Stored entries:
>>>>

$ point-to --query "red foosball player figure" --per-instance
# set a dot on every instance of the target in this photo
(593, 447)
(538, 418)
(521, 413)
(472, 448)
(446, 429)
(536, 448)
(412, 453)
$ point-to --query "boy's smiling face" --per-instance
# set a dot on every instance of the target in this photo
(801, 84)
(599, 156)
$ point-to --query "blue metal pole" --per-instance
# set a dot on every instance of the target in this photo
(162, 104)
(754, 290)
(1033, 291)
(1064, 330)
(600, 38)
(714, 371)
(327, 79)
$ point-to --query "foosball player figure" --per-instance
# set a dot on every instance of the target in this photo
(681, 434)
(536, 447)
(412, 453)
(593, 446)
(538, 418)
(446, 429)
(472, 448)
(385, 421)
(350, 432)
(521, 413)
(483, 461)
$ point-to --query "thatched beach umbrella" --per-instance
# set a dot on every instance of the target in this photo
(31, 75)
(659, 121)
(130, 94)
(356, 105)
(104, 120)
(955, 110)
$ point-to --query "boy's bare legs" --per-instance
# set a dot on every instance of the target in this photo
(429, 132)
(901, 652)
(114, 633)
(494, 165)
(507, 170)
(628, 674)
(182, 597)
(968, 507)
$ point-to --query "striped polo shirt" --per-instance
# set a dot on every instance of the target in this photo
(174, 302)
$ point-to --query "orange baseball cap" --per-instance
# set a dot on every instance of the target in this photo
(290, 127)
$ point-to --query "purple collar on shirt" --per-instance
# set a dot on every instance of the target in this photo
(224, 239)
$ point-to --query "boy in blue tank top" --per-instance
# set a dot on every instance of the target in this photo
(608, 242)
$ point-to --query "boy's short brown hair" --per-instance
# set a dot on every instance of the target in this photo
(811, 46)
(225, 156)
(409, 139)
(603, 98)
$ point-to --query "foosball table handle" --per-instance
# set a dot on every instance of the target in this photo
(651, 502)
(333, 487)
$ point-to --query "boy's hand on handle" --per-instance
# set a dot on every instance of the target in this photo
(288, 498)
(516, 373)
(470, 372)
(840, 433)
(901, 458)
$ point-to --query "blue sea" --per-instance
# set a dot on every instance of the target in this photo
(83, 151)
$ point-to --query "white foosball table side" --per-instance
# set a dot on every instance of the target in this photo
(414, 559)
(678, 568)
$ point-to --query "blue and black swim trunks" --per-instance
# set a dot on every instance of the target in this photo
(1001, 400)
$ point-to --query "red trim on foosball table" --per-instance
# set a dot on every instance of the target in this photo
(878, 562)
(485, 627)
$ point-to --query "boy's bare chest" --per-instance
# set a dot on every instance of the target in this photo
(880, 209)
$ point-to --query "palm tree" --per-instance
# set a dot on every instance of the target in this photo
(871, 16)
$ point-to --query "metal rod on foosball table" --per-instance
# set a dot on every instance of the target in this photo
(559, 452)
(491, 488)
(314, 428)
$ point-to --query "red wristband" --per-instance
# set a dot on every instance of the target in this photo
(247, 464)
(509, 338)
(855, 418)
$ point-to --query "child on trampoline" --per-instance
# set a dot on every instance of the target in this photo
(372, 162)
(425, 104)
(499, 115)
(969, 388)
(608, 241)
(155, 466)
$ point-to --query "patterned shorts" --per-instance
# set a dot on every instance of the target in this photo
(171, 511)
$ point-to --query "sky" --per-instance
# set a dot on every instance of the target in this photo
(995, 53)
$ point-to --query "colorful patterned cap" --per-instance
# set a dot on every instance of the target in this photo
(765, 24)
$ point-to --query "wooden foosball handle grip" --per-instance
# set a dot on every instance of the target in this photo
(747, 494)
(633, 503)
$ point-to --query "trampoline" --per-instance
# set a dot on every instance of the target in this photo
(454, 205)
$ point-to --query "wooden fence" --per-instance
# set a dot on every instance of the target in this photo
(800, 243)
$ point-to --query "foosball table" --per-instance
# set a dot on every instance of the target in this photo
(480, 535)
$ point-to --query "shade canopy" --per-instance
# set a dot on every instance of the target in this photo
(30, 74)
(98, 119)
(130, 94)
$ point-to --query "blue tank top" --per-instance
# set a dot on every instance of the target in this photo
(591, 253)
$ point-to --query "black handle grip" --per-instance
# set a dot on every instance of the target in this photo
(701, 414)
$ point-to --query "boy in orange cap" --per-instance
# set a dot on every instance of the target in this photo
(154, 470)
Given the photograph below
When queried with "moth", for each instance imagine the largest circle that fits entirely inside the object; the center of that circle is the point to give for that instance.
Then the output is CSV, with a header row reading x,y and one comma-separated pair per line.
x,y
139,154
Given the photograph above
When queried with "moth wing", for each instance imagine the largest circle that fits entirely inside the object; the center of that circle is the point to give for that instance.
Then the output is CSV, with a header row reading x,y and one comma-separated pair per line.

<<<<

DIRECTIVE:
Render the records from the line containing "Given the photograph above" through the end of the records, inclusive, as a Markdown table with columns Row and Line, numbering each line and leaving out blank lines.

WRITTEN RESPONSE:
| Row | Line |
|---|---|
| 1 | Given the photograph above |
| 2 | When queried with "moth wing", for each instance imagine the largest circle that fits entirely inside the object; the center of that circle is the point to give for that instance. |
| 3 | Then the output is CSV, with a header row reading x,y and one comma-separated pair per line. |